### Study text
=-=-=
I wonder what it would be like to wake up and realize 6 months or a year or longer had passed.
Also, would this mean you don’t “age” during that time - if your body is not growing cells, this would mean you aren’t technically getting older, right?
The concept actually sounds very good - I mean, assuming you had a serious illness, they could put you into hibernation until they could figure what to do.
Would you be willing to make like a bear and hibernate?
I am obviously making the assumption in this post that my body slowed by “hibernation” would slow my aging, say 1 year of hibernation = 2 months or so of aging … I have absolutely no basis for that whatsoever.
But if it worked that way, depending on my personal situation, in abstract I’d like to do it at the end of my life … say 84 and s-l-o-w it all down to down to make it to 100.
My dad used to ‘hibernate’ to save money. Basically, he wouldn’t spend any money unnecessarily. It would be nice if I could hibernate through the winter to save the cost of propane heating.
=-=-=
Extend the musing about human hibernation, picking up after its last sentence.
=-=-=
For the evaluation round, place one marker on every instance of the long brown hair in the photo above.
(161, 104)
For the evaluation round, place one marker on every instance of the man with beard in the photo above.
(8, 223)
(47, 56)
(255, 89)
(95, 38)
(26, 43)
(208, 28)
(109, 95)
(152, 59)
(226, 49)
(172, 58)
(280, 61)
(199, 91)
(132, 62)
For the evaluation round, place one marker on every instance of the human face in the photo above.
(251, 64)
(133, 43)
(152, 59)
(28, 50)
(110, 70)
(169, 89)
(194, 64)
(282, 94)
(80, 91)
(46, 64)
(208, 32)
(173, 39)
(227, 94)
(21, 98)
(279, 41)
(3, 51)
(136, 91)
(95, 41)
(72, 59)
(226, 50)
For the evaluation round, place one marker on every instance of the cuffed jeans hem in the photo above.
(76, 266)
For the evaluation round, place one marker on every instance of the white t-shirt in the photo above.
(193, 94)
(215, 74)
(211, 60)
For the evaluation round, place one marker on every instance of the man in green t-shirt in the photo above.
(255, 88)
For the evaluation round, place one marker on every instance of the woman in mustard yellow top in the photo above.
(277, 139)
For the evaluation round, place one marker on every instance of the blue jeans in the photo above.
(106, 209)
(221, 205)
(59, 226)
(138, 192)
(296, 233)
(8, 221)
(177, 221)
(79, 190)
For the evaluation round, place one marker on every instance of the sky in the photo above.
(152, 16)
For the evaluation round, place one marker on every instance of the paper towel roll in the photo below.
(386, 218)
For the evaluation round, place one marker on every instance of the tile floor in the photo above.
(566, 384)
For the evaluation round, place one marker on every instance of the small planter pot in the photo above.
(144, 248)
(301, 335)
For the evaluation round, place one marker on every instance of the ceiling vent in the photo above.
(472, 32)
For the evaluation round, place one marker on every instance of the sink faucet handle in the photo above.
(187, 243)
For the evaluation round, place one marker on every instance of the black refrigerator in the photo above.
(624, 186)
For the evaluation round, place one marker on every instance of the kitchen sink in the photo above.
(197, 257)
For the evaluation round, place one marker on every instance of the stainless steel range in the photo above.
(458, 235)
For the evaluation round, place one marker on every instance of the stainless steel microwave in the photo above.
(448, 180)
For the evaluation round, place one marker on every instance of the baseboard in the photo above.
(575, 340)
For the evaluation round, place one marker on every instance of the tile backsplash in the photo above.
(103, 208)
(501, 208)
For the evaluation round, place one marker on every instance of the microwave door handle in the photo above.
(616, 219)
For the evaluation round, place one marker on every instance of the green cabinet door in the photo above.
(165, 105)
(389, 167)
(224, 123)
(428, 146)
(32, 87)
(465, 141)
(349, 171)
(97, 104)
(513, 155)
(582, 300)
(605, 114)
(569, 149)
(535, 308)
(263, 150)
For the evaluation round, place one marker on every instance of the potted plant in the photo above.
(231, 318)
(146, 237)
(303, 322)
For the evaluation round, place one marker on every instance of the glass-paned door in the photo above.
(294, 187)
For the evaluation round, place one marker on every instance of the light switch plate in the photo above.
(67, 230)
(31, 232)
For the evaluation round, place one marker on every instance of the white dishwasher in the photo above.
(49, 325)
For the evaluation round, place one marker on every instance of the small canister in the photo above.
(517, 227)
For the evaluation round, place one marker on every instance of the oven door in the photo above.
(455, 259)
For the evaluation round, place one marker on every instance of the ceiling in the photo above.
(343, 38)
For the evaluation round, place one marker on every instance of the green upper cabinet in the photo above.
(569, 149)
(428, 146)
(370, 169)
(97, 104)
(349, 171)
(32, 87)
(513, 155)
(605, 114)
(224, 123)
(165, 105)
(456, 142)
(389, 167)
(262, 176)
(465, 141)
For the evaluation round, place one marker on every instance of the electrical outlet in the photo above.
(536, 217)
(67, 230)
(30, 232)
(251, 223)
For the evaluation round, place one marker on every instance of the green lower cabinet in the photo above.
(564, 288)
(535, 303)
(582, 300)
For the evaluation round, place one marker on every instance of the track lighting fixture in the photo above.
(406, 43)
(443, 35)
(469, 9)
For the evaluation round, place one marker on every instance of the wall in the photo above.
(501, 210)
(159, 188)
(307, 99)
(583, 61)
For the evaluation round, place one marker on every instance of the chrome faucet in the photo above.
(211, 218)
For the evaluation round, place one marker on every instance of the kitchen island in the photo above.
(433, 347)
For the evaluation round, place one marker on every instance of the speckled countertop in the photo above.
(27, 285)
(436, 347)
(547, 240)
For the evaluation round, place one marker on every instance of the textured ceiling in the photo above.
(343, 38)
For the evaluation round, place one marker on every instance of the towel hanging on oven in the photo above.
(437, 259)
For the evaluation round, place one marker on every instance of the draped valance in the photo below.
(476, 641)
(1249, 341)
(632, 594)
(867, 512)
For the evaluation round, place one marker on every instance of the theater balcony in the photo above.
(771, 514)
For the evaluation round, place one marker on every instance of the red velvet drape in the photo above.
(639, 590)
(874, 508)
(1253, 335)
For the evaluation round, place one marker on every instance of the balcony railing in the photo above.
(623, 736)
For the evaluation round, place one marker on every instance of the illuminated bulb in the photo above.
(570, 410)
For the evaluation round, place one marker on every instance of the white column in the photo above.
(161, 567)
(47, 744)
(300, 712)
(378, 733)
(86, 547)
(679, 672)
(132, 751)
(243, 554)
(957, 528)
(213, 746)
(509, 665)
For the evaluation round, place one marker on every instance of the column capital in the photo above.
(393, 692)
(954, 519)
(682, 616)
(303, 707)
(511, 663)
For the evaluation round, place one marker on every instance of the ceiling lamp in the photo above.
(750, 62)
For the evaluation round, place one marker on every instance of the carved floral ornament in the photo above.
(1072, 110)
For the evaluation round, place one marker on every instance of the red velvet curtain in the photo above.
=-=-=
### Written response
I can see it now:
“In tonights news, authorities discovered a local area family was found sound asleep for 3 months, and their personal possessions missing.”
Lets not allow this get into the wrong hands, ok? :eek:
I think that they used to put people in “suspended animation” for months at a time to make them lose weight. One of my college professors said something about the singer Caruso doing this. Has anyone else heard this?
Well if a bear loses all that weight then it’s still metabolizing, right? I always wondered how their kidneys stayed functional. I’m totally lost. Wake me up when dumb people run the earth.
This was in Valley of the Dolls – they called it the Sleep Cure, I think, and it was used (in the book, I don’t know about real life) both for dieting and for drug rehab. Just for a week, not for a month, and it was sodium pentathol or something, not suspended animation.